**** Supplied records

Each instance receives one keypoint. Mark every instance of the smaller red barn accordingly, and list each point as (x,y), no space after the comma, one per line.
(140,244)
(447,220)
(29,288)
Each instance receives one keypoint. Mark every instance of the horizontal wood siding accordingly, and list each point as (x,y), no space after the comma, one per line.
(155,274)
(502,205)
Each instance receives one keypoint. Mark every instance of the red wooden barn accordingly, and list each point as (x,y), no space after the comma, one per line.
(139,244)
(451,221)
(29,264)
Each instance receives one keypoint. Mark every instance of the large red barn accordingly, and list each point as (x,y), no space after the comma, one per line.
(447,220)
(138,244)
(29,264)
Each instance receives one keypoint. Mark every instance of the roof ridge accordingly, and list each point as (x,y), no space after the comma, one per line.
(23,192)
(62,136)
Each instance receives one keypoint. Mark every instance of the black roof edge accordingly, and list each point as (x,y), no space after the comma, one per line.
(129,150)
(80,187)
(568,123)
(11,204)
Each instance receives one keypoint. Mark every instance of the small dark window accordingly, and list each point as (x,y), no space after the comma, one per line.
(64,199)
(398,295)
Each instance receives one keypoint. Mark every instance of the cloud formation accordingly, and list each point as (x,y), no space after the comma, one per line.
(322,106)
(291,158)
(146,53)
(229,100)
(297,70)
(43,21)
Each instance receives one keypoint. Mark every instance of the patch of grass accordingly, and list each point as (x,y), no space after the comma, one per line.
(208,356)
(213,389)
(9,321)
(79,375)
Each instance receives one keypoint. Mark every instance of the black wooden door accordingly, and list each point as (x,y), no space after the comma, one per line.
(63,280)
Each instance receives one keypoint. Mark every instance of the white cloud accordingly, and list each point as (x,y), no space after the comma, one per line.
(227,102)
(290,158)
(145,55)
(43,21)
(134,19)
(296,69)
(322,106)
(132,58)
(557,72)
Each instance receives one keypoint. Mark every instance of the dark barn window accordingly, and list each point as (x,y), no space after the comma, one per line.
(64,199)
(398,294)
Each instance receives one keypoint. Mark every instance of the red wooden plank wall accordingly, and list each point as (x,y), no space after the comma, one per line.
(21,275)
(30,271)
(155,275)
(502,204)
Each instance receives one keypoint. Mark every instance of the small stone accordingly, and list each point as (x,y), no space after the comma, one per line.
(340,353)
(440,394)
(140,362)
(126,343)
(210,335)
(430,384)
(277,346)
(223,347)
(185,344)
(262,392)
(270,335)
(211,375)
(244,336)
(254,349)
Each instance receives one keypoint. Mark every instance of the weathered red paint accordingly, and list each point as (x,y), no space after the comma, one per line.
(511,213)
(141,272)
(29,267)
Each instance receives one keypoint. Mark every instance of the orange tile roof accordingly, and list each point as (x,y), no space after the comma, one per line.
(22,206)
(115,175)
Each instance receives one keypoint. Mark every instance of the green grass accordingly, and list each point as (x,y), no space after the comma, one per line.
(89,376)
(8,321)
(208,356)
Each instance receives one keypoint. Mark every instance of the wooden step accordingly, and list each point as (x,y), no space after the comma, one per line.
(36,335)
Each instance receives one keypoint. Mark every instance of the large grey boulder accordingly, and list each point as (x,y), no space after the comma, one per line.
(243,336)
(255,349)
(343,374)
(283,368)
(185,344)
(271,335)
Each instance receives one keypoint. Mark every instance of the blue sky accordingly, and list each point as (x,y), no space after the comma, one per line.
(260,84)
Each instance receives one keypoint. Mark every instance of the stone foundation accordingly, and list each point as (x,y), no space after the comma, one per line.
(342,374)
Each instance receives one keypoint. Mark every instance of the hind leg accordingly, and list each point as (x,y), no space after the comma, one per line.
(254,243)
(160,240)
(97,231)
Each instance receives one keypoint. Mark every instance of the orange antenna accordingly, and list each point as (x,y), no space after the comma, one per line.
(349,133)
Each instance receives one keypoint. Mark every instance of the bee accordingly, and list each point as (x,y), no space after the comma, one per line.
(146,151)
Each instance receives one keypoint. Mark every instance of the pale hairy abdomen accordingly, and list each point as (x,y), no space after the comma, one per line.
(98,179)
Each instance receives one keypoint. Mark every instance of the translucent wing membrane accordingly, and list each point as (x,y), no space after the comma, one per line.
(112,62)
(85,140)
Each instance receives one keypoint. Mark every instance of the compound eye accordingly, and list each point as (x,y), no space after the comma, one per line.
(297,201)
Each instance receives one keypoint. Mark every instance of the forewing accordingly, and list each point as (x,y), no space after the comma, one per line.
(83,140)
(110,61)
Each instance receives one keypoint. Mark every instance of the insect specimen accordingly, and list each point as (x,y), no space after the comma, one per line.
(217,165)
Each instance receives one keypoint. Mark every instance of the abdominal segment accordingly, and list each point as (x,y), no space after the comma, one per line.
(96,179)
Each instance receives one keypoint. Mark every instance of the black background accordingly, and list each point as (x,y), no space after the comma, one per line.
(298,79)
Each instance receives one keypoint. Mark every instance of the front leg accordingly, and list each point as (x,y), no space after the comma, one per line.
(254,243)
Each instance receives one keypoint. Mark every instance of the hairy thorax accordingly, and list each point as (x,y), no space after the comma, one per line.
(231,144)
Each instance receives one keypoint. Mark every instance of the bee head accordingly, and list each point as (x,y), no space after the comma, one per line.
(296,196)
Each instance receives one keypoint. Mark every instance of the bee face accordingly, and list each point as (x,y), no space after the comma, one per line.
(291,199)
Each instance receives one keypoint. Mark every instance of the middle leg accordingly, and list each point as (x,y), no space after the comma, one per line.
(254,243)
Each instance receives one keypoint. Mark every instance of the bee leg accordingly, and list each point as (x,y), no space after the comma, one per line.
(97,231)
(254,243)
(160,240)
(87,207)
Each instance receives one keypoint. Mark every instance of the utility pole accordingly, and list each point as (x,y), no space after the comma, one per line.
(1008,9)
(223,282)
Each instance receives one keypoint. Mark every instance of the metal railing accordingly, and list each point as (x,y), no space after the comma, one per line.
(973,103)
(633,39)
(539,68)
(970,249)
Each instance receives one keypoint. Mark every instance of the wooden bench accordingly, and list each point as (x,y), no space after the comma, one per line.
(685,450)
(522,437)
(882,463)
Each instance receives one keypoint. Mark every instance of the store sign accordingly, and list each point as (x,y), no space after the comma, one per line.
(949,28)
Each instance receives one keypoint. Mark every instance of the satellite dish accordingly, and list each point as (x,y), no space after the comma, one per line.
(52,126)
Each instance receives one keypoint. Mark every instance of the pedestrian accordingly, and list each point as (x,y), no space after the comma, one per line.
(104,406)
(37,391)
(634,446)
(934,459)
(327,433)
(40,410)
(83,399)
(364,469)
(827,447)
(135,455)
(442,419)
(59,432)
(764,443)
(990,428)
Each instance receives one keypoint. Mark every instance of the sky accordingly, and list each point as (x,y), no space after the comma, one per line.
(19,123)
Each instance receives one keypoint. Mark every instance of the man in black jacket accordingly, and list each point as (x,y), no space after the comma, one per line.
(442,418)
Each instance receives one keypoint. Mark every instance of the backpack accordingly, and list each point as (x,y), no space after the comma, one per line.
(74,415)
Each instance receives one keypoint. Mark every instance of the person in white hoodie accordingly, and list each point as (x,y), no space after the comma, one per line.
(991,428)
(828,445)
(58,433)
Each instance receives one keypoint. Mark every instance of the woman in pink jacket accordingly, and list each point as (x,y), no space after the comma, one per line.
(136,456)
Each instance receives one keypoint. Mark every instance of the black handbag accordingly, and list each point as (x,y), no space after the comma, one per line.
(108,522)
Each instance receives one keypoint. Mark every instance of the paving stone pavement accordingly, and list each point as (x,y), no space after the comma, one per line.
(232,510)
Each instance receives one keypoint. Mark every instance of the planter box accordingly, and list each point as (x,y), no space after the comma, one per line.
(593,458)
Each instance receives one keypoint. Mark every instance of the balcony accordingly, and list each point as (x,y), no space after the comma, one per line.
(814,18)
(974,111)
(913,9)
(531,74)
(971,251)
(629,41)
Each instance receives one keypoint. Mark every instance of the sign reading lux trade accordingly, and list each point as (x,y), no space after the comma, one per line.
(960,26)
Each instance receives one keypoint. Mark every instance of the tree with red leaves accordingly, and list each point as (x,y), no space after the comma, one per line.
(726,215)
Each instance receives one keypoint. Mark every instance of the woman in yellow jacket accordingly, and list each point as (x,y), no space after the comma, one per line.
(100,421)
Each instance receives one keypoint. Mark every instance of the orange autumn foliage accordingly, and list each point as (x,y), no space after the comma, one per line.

********

● Goal
Print the listing without any change, from the line containing "of the balcony" through the final line of the listing, both included.

● Answer to the task
Each instance receives one keypoint. Mark every instance of the balcony accordingly, and list each point as (x,y), no space after the comma, one per line.
(814,18)
(974,111)
(913,9)
(531,74)
(971,251)
(629,41)
Each instance receives one keypoint. Mark every instance of the sign reading lux trade accordingly, and list each point as (x,y), no space after the comma, one per line.
(960,26)
Each instance receives one keypoint. Mark every instance of the tree with red leaves accordingly, and list each point as (x,y), no space after the comma, one per line.
(726,215)
Each instance receives one keypoint. Mark every instance of the woman in yellow jacket accordingly, and list each point as (x,y), no space after the comma, one per line.
(100,421)
Each instance receives one keypoint. Mark every instance of the orange autumn foliage accordingly, and list each point as (x,y), no space after the comma, one per line.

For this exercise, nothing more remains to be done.